Hand back all records exactly, pictures omitted.
○ ○ ○ ○
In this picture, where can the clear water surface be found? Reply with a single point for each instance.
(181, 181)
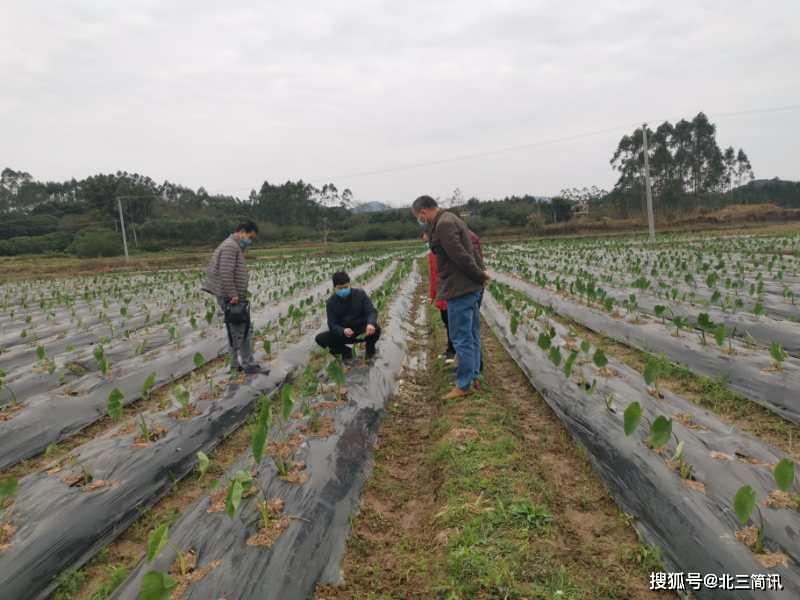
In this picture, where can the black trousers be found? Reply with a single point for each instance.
(339, 344)
(450, 347)
(449, 341)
○ ○ ○ ○
→ **Expected answer**:
In this picture, where can the clear water surface be found? Reply with a single point for each instance.
(181, 181)
In this picture, where can the black trousers be found? Reply with a single point for each instance.
(339, 344)
(450, 347)
(449, 341)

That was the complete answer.